── Text segment
You are viewing a plain text version of this content. The canonical link for it is here.
Posted to issues@spark.apache.org by "Liang-Chi Hsieh (JIRA)" <ji...@apache.org> on 2015/07/23 08:49:06 UTC

[jira] [Commented] (SPARK-9256) Message delay causes Master crash upon registering application

    [ https://issues.apache.org/jira/browse/SPARK-9256?page=com.atlassian.jira.plugin.system.issuetabpanels:comment-tabpanel&focusedCommentId=14638311#comment-14638311 ] 

Liang-Chi Hsieh commented on SPARK-9256:
----------------------------------------

Since the FileSystemPersistenceEngine persists ApplicationInfo into disk based on an incremental appId generated in Master, the file should not be exist because it should be another different filename.

> Message delay causes Master crash upon registering application
> --------------------------------------------------------------
>
>                 Key: SPARK-9256
>                 URL: https://issues.apache.org/jira/browse/SPARK-9256
>             Project: Spark
>          Issue Type: Bug
>          Components: Spark Core
>            Reporter: Colin Scott
>   Original Estimate: 1h
>  Remaining Estimate: 1h
>
> This bug occurs when `spark.deploy.recoveryMode` is set to "FILESYSTEM", and I believe it is only possible to trigger in production when the AppClient and Master are on different machines.
> As part of initialization, the AppClient [registers|https://github.com/apache/spark/blob/3bee0f1466ddd69f26e95297b5e0d2398b6c6268/core/src/main/scala/org/apache/spark/deploy/client/AppClient.scala#L124] with the Master by repeatedly sending a RegisterApplication message until it receives a RegisteredApplication response.
────
── Given entries
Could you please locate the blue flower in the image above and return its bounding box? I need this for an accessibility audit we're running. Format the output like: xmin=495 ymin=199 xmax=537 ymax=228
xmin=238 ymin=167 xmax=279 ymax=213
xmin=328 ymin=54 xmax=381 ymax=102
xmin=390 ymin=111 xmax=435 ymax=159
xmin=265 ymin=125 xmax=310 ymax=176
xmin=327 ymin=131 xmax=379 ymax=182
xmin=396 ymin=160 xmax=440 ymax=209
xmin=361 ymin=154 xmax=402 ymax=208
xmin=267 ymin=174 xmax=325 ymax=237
────
**Short problem 1**
In the Spark issue page, which setting has to be "FILESYSTEM" for the bug to occur?
**Short problem 2**
Please reproduce the Spark issue page from "Liang-Chi Hsieh commented" to "another different filename.".
**Short problem 3**
List the field names in the quoted issue header of the Spark issue page, such as the one labeled with the project.

**Exercise answer 1**
`spark.deploy.recoveryMode`

**Exercise answer 2**
Liang-Chi Hsieh commented on SPARK-9256:
----------------------------------------

Since the FileSystemPersistenceEngine persists ApplicationInfo into disk based on an incremental appId generated in Master, the file should not be exist because it should be another different filename.

**Exercise answer 3**
Key, URL, Project, Issue Type, Components, Reporter, Original Estimate, Remaining Estimate